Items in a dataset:
·····

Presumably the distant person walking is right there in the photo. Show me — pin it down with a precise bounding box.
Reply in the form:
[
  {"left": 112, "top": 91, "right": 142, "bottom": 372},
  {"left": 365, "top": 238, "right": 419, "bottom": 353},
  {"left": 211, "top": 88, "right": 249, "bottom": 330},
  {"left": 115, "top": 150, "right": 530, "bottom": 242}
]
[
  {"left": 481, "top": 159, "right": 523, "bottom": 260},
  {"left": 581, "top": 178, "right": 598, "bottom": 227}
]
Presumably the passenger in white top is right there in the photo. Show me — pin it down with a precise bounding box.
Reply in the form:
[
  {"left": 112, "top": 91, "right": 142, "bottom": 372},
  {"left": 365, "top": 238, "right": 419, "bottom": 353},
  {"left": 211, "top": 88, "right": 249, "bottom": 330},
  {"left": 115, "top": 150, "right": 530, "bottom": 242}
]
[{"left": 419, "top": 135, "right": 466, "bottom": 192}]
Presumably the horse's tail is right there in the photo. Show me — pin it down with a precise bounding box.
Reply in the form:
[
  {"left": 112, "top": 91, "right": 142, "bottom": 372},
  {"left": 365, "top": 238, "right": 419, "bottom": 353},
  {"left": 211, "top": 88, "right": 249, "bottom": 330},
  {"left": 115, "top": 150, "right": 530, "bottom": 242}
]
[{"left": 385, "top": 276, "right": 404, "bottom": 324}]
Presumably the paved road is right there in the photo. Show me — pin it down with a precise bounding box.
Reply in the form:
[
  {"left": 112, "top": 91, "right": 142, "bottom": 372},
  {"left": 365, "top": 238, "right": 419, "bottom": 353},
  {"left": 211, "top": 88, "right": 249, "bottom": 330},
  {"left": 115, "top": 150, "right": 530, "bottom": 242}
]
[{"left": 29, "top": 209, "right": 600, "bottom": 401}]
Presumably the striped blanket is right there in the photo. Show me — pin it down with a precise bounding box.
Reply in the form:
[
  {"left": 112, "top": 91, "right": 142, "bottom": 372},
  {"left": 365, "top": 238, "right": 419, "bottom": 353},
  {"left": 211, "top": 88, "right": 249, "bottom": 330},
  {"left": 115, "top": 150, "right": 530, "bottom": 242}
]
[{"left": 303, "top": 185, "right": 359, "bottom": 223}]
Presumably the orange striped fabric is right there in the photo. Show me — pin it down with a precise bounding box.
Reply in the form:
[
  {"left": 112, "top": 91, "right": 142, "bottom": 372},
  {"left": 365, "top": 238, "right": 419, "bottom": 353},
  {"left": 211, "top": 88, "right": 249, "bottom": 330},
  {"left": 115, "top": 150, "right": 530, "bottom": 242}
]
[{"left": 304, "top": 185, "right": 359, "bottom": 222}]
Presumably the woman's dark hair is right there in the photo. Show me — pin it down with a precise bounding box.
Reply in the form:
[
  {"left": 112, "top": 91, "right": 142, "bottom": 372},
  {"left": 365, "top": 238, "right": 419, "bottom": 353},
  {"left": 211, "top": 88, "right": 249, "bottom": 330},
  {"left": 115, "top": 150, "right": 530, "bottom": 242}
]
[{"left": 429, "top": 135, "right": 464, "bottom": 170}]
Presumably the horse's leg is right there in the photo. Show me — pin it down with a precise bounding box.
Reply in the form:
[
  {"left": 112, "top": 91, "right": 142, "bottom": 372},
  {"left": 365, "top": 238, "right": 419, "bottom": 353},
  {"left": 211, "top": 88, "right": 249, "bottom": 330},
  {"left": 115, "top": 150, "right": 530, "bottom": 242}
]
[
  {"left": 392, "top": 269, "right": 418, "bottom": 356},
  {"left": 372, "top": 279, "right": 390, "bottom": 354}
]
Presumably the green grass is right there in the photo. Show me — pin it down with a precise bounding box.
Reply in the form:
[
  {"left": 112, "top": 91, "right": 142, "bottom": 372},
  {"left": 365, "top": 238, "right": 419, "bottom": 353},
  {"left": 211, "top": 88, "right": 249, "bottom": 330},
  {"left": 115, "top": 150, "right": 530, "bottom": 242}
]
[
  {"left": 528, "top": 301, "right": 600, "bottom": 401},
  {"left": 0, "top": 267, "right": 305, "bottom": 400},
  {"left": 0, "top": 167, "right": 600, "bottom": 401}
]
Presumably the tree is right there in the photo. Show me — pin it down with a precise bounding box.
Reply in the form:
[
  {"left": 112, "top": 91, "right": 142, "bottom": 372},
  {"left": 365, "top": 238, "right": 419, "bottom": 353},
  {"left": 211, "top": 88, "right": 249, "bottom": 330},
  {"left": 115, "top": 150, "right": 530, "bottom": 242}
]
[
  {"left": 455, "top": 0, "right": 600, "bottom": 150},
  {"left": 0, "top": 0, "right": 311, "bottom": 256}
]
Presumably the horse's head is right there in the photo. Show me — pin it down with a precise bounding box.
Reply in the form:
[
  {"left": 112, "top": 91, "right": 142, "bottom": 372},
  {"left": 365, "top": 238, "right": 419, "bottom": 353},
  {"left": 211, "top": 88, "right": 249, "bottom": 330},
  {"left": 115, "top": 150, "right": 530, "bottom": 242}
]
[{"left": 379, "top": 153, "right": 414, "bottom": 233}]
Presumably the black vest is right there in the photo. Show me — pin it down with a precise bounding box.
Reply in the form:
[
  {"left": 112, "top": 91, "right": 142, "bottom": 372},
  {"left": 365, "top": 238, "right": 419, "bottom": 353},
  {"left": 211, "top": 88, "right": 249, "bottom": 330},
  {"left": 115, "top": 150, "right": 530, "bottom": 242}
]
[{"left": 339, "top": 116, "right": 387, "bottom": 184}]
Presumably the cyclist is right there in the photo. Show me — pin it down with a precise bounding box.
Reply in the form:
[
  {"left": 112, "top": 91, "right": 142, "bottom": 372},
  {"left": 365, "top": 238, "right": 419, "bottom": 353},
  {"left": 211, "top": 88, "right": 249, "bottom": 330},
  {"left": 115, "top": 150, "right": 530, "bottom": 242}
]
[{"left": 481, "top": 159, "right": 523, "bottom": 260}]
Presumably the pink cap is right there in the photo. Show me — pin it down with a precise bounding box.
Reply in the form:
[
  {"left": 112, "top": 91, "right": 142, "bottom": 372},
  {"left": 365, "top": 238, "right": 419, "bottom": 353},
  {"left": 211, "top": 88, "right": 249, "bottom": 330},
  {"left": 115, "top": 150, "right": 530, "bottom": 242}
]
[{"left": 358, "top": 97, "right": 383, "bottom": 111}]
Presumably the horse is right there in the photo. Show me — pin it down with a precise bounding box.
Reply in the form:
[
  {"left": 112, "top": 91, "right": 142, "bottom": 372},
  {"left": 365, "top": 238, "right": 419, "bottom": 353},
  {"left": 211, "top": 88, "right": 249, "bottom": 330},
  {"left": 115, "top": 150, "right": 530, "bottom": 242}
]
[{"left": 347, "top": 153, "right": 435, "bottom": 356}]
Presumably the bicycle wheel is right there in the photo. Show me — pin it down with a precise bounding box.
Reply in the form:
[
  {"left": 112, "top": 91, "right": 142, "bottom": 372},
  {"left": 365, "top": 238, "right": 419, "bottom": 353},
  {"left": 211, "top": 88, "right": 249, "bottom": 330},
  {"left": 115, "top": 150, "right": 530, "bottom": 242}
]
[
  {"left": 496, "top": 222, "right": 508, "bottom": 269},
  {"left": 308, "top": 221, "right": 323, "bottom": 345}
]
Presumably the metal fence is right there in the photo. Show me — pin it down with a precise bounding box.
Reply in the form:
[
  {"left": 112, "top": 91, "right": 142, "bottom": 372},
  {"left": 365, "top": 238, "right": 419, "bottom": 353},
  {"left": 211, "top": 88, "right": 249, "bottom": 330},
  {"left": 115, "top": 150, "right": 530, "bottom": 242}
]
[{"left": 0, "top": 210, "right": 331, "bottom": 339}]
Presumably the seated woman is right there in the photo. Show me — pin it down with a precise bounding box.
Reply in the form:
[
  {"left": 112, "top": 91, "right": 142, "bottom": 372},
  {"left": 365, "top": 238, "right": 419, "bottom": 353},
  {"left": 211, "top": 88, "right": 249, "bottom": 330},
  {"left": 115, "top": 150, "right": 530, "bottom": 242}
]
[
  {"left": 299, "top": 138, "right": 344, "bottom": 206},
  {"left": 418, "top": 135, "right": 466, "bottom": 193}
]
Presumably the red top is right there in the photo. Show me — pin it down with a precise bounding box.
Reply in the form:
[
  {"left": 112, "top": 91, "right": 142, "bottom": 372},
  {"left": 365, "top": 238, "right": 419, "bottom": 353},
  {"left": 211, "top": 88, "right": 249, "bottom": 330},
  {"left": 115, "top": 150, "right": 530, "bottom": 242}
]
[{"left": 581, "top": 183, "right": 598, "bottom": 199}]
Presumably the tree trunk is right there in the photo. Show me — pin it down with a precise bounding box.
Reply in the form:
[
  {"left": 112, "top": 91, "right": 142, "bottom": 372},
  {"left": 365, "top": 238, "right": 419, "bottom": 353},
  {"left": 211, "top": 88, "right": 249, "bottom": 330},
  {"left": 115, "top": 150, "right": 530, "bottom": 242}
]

·····

Count the lines above that contain the word "woman". Reply with the number only.

2